§ **Entries from a dataset**
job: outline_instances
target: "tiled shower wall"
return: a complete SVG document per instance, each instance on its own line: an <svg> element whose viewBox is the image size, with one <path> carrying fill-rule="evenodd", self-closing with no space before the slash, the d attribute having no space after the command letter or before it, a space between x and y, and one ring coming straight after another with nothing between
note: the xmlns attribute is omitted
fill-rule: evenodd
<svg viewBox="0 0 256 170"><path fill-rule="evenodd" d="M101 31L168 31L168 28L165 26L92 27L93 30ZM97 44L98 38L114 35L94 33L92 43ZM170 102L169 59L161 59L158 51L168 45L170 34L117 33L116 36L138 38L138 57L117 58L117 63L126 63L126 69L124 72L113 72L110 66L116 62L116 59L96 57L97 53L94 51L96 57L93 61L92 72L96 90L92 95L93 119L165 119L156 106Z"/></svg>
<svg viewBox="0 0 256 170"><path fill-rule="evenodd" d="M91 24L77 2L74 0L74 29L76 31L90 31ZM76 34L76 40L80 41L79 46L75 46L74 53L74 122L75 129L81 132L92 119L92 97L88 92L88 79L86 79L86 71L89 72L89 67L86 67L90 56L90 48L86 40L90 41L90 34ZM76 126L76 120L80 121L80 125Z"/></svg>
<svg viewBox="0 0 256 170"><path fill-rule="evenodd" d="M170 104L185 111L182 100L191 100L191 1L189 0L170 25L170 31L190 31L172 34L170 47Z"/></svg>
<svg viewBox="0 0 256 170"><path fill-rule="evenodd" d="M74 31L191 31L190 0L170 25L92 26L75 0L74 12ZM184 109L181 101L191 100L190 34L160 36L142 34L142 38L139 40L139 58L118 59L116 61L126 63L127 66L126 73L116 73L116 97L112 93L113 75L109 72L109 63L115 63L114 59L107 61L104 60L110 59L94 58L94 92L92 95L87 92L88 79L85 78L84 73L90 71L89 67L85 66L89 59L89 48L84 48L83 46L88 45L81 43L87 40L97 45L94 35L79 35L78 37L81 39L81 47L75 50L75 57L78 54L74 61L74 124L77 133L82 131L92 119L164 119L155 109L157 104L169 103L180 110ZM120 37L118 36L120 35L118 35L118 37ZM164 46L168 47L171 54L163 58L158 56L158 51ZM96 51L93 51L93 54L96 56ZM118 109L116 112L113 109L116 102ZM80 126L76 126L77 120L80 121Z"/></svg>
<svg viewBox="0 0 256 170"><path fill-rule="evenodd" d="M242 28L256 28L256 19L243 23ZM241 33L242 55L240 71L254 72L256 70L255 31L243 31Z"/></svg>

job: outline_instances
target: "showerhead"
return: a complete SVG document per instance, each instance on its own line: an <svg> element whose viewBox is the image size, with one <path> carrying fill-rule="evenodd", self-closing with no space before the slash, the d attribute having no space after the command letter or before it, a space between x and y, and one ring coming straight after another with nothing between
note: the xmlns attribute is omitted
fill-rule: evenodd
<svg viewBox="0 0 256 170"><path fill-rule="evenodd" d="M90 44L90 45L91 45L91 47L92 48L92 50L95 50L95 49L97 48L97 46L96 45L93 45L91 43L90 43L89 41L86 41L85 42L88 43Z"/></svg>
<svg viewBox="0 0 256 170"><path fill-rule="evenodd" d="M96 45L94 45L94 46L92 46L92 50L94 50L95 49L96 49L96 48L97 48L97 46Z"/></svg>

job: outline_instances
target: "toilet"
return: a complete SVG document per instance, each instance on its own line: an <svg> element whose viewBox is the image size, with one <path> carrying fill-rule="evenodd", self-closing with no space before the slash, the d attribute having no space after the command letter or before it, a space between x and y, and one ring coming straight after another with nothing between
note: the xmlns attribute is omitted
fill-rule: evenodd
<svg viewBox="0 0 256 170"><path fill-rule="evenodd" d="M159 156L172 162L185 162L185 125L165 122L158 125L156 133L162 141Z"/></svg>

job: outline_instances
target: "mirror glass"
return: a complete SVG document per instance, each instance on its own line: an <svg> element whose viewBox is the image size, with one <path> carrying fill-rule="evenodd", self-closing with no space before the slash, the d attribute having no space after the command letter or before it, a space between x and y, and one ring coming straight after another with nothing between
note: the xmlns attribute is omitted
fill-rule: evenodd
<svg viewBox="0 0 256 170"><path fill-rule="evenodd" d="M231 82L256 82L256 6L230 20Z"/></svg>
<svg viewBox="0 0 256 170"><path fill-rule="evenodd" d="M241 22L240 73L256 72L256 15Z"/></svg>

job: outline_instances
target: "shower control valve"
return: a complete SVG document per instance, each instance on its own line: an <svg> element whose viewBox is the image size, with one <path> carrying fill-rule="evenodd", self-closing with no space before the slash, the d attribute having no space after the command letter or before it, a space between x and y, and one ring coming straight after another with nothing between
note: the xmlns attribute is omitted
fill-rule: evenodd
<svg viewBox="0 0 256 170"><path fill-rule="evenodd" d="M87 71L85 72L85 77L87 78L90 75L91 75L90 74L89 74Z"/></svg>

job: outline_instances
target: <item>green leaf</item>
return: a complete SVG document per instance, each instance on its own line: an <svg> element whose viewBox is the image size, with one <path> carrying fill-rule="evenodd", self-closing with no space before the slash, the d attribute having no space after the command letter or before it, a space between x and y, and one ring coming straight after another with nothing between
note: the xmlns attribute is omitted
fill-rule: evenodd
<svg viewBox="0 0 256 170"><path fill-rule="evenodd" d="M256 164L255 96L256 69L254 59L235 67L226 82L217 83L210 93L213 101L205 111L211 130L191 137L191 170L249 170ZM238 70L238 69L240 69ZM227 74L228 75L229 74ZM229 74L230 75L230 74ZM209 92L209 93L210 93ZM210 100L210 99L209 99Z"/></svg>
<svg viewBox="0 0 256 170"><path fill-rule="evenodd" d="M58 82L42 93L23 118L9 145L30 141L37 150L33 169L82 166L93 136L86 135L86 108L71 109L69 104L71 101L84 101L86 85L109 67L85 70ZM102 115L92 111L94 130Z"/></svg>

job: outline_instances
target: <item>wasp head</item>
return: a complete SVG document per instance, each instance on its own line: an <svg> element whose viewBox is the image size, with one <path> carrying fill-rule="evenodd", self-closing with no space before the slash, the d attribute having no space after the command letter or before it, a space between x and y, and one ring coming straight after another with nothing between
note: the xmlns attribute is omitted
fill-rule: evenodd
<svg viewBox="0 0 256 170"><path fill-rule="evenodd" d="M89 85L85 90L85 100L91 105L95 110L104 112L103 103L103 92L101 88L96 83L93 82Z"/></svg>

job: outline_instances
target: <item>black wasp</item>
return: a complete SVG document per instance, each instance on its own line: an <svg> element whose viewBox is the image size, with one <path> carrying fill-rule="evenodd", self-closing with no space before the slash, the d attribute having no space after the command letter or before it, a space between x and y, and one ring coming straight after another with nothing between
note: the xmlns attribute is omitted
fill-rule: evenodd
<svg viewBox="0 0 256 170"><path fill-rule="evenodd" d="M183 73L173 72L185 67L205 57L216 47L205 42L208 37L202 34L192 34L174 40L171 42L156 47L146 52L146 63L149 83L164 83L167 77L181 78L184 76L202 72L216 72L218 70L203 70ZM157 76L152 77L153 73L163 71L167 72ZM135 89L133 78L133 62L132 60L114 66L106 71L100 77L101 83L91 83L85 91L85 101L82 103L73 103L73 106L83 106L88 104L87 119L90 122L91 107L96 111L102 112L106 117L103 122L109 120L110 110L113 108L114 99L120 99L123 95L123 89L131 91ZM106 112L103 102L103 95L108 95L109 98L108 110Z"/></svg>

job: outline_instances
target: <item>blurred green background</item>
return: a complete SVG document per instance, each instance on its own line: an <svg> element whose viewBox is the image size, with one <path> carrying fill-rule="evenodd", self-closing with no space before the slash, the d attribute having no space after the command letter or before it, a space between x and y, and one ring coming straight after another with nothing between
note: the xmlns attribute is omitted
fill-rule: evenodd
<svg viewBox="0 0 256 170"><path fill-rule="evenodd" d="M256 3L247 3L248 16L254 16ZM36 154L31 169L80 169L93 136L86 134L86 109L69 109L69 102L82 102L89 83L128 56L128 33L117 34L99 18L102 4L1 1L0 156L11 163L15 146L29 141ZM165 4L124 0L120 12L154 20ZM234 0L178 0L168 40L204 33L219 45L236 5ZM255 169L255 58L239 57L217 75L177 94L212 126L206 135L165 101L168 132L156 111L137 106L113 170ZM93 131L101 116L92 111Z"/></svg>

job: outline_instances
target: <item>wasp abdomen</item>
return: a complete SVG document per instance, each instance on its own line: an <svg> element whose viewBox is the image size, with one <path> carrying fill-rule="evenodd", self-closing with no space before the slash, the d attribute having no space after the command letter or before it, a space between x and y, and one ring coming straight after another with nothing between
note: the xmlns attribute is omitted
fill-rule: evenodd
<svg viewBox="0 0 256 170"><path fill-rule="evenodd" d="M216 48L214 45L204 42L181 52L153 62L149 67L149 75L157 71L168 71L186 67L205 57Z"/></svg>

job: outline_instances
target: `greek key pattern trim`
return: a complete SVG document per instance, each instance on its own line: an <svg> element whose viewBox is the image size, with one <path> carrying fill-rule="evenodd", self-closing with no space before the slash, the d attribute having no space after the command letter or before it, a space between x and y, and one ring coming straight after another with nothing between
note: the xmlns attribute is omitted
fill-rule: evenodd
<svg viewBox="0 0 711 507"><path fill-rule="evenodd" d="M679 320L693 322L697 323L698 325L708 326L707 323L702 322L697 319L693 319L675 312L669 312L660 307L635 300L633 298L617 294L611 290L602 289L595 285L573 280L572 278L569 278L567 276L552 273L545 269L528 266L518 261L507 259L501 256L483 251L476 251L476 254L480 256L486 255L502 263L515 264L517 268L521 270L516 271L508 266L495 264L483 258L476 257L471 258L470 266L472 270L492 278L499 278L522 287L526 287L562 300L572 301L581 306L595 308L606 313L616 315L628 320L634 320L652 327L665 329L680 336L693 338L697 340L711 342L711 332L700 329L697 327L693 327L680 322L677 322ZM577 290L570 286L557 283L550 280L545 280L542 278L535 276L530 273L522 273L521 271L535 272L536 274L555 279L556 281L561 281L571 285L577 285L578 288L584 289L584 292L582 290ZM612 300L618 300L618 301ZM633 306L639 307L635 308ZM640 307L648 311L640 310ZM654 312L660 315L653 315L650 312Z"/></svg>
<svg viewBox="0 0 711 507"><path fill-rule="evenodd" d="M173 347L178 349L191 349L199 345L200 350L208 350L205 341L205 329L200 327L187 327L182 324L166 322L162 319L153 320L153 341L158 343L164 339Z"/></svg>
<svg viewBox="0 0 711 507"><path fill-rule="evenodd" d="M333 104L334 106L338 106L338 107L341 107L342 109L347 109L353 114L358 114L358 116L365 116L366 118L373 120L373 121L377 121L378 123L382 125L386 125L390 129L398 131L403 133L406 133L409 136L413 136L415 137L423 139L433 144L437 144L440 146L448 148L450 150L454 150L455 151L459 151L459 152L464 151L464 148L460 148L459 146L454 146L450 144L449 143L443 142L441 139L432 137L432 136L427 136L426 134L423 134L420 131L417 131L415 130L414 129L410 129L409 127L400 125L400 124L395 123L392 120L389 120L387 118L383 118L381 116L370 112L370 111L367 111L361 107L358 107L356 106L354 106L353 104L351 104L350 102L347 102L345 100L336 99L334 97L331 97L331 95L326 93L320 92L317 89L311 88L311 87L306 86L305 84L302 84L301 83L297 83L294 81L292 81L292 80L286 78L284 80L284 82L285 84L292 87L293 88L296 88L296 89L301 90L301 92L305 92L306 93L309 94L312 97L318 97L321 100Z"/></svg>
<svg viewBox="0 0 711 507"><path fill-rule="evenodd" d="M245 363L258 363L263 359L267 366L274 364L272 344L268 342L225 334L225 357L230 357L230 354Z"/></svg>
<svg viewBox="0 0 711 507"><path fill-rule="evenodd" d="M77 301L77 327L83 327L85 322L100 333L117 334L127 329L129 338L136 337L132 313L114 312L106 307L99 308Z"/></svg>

§ **Stated problem**
Pull out every line of the material above that contains the string "target".

§ **Task response**
target: "tiled shower wall"
target: "showerhead"
target: "toilet"
target: "mirror glass"
target: "shower control valve"
target: <item>green leaf</item>
target: <item>wasp head</item>
target: <item>black wasp</item>
target: <item>blurred green background</item>
target: <item>wasp abdomen</item>
target: `greek key pattern trim`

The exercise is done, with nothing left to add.